• _Instructions to follow_: If a line in the records below includes the word "hand", count it, then give the total and nothing else.
/---
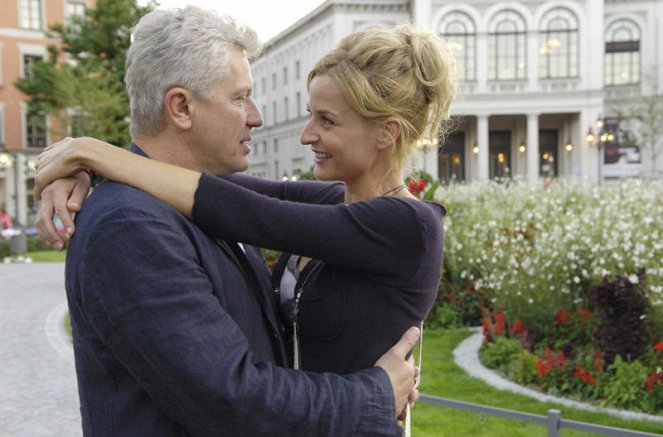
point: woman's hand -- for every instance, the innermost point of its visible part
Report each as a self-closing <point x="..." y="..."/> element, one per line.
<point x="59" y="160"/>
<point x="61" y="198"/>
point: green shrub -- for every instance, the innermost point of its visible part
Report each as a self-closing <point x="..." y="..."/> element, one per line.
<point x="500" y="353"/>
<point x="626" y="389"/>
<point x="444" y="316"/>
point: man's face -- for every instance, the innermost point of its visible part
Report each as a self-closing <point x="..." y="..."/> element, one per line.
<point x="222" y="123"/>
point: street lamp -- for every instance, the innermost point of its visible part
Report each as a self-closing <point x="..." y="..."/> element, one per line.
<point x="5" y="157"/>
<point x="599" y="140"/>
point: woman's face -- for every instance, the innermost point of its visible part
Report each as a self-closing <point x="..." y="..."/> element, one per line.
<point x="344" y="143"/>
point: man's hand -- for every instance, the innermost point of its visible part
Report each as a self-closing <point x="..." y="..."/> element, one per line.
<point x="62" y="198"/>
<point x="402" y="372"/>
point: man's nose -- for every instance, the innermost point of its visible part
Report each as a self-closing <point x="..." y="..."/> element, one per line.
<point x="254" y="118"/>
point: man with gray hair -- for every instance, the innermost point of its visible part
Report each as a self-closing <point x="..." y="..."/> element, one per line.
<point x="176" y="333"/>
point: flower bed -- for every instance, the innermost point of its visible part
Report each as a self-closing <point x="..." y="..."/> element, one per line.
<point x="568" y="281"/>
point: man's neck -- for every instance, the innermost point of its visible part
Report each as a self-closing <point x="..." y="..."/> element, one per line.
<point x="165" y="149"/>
\---
/---
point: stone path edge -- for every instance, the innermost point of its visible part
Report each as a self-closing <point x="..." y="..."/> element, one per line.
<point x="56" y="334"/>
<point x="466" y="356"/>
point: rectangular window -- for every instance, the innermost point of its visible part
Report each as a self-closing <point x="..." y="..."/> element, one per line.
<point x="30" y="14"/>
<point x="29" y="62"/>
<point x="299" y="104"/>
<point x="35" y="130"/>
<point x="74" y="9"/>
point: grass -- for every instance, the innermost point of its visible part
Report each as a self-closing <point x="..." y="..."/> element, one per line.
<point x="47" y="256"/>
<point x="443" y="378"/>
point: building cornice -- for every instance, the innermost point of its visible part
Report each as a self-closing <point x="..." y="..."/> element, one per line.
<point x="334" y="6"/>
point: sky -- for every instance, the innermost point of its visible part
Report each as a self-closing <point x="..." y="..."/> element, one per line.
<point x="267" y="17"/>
\---
• _Response box_: 2